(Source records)
-- -- --
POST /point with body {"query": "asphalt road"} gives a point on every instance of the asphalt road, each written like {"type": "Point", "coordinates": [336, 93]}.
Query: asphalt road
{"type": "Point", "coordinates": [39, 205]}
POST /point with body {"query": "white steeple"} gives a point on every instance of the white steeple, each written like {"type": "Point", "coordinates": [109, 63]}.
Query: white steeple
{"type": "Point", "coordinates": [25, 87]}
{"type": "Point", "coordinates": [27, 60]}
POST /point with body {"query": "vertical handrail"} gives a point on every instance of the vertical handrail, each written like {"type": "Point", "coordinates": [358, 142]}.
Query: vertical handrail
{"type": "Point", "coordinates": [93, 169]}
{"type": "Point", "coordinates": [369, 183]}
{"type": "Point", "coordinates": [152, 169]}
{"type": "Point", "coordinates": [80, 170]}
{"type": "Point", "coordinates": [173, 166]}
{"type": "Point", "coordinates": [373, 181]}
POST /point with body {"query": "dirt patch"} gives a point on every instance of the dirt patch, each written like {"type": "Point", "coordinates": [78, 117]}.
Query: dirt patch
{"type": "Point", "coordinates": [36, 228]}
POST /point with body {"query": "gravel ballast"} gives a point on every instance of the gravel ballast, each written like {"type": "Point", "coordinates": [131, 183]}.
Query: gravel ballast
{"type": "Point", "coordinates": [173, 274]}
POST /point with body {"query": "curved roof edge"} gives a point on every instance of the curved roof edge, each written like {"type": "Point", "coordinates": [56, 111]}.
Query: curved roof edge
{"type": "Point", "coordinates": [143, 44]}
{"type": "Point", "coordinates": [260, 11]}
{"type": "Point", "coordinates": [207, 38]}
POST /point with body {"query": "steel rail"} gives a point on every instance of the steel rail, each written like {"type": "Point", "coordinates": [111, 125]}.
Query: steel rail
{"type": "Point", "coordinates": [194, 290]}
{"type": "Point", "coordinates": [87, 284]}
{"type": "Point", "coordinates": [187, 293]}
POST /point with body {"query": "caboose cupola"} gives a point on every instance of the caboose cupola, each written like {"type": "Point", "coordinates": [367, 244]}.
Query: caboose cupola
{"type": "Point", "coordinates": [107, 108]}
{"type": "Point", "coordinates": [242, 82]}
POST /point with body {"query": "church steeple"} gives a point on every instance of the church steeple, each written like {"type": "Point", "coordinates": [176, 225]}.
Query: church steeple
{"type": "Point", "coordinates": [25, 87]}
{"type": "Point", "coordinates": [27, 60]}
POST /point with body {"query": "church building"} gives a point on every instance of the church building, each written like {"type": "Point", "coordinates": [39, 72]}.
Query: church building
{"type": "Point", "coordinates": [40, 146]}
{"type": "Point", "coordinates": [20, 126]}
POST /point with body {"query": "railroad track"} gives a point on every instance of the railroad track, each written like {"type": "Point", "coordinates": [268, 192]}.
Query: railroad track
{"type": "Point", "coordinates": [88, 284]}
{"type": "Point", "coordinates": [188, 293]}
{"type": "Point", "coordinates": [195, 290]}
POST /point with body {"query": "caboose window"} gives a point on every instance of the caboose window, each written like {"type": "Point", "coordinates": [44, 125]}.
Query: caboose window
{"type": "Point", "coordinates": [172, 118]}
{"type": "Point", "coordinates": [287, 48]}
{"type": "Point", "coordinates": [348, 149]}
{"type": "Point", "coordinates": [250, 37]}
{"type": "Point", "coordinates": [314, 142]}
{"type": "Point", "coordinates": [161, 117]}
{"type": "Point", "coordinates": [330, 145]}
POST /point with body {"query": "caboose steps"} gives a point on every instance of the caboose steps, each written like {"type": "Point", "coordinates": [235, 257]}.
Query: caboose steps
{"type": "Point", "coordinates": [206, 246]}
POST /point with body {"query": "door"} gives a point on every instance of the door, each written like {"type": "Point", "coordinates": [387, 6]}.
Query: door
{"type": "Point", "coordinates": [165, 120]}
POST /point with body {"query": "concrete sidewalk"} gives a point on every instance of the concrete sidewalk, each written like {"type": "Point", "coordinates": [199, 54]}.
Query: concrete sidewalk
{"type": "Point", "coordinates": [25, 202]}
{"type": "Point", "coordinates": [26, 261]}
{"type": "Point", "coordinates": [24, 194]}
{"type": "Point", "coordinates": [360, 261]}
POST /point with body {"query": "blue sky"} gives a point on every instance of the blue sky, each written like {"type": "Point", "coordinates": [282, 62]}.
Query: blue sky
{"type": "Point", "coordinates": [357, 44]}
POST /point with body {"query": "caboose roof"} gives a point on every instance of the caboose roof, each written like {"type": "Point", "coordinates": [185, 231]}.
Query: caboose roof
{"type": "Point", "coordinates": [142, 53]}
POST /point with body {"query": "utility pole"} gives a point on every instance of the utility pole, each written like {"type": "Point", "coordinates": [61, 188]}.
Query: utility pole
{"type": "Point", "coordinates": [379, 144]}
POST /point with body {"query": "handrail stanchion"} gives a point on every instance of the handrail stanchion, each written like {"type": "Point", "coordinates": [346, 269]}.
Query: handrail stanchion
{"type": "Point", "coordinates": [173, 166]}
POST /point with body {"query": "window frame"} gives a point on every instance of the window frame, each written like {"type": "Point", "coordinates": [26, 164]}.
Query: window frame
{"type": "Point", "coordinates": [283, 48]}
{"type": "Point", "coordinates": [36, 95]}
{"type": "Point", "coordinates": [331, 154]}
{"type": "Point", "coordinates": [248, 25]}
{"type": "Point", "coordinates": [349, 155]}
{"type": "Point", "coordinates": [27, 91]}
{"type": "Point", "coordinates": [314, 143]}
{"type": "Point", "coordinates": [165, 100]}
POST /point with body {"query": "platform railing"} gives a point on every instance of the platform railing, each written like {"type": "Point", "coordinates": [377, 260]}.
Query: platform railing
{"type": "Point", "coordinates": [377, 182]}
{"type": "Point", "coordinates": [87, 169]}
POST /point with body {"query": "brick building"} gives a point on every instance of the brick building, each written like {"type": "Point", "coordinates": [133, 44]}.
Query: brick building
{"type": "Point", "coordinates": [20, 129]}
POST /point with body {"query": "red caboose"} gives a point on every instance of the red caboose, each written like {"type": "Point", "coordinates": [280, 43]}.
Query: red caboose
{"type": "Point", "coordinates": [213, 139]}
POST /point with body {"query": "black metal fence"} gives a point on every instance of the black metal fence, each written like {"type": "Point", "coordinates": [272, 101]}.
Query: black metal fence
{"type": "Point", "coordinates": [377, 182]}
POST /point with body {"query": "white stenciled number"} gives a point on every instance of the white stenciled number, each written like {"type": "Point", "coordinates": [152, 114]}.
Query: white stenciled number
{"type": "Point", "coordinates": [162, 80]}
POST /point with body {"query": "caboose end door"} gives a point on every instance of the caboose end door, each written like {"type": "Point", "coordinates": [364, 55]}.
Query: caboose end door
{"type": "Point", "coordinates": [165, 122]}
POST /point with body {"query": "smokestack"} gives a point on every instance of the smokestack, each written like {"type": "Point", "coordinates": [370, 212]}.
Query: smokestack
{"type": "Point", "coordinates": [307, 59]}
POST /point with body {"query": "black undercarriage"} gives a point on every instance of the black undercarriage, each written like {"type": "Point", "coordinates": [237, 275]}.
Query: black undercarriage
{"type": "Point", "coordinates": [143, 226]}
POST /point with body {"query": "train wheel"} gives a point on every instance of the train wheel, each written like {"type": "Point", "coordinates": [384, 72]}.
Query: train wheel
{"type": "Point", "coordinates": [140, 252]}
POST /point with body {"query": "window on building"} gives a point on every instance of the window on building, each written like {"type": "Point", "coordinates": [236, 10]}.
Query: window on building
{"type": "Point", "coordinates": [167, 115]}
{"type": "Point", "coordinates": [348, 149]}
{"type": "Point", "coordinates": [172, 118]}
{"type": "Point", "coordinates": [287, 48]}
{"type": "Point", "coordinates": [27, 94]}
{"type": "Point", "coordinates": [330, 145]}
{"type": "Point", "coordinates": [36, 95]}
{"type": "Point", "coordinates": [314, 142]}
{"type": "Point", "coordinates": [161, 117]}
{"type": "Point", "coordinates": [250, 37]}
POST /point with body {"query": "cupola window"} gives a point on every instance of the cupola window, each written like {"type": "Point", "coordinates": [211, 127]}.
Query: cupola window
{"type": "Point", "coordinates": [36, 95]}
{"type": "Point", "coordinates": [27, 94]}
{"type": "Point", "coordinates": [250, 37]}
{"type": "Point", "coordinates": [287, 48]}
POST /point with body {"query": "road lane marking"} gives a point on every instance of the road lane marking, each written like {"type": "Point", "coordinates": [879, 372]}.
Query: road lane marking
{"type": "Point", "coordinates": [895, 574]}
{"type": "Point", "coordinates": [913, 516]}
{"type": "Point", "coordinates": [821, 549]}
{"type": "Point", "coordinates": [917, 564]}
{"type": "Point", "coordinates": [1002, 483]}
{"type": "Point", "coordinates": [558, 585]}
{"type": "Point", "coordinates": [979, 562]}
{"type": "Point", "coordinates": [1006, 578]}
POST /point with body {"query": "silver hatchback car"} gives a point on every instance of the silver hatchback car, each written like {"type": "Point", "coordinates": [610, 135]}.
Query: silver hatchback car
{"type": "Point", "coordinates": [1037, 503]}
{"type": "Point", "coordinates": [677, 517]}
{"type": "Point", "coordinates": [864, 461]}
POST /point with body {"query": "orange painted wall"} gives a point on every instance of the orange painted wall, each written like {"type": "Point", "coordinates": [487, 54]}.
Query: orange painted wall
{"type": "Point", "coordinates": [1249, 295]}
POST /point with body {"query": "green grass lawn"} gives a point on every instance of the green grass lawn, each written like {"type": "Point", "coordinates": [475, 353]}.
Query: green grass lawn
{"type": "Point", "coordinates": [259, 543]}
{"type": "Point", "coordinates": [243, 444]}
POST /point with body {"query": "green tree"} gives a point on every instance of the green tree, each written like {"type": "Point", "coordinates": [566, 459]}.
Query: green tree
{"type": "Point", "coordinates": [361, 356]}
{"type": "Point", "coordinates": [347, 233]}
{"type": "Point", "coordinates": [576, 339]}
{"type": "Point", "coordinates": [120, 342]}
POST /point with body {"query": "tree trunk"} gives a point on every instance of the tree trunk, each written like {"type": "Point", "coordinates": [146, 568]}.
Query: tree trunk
-- -- --
→ Work to complete: Each line above that has the word "trunk" should be copied.

→ Answer to this problem:
POST /point with body {"query": "tree trunk"} gives a point on every instance of the tree trunk, each written like {"type": "Point", "coordinates": [146, 568]}.
Query: tree trunk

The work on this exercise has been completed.